** begin Data section **

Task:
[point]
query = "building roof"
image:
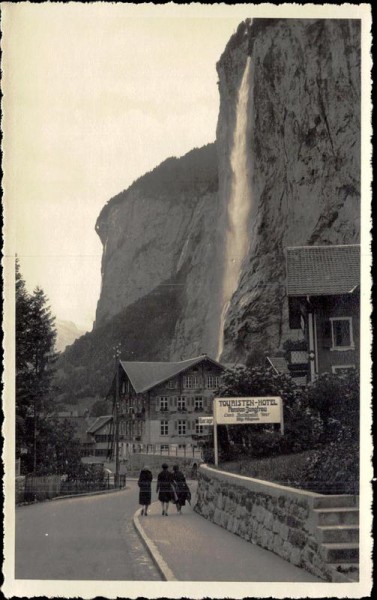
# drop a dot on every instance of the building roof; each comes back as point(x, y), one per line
point(323, 270)
point(279, 364)
point(146, 375)
point(98, 423)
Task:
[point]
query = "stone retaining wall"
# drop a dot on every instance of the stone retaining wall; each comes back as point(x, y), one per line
point(277, 518)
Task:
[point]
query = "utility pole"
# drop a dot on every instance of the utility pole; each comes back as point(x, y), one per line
point(116, 417)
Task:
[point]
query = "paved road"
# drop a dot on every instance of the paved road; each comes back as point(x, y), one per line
point(197, 550)
point(90, 538)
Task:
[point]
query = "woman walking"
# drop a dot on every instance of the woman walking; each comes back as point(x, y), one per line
point(145, 485)
point(181, 488)
point(164, 488)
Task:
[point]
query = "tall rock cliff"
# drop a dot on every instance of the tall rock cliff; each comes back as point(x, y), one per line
point(160, 234)
point(169, 230)
point(304, 154)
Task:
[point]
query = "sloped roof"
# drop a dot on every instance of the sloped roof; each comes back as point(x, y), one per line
point(146, 375)
point(279, 364)
point(98, 423)
point(323, 270)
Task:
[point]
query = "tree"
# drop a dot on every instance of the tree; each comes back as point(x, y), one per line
point(35, 357)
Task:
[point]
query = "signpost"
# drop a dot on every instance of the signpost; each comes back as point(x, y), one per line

** end Data section **

Your task ->
Reproduce the listing above word for word, leaving out the picture.

Task output ->
Task:
[point]
query = "building roof"
image:
# drop a dot on every instance of the building roof; each comes back as point(x, y), one per line
point(323, 270)
point(279, 364)
point(146, 375)
point(98, 423)
Task:
[point]
query = "stone retaining wall"
# drop a dot on every instance of the stone retaining wall; each comes back as point(x, y), one per line
point(277, 518)
Task:
[point]
query = "utility pole"
# drop a dot on every instance of the utility pole; each comes back as point(x, y), one per line
point(116, 417)
Task:
[point]
query = "paved road"
# drop a dot on every instance of the paved road; each comes back as point(x, y), one per line
point(197, 550)
point(90, 538)
Task:
[point]
query = "woman walking"
# drop a dot on every instance of the woman walking; each comes back as point(x, y), one per line
point(145, 485)
point(181, 488)
point(164, 488)
Task:
[point]
query = "tall rock cliff"
# drop a dot on every instance of the tall rock cliff; each comes back as point(x, y), one per line
point(160, 234)
point(169, 230)
point(304, 154)
Task:
[point]
query = "sloped roof"
# drop a dot on every instance of the sloped roof; each comes back as point(x, y), one per line
point(146, 375)
point(279, 364)
point(98, 423)
point(323, 270)
Task:
[point]
query = "tree"
# drop a dot on every instance of the tree; each comes back as point(x, y), one per line
point(35, 357)
Task:
[point]
query = "signpost"
# drop a dot on every instance of the signpost; each comes back as point(x, y), one per line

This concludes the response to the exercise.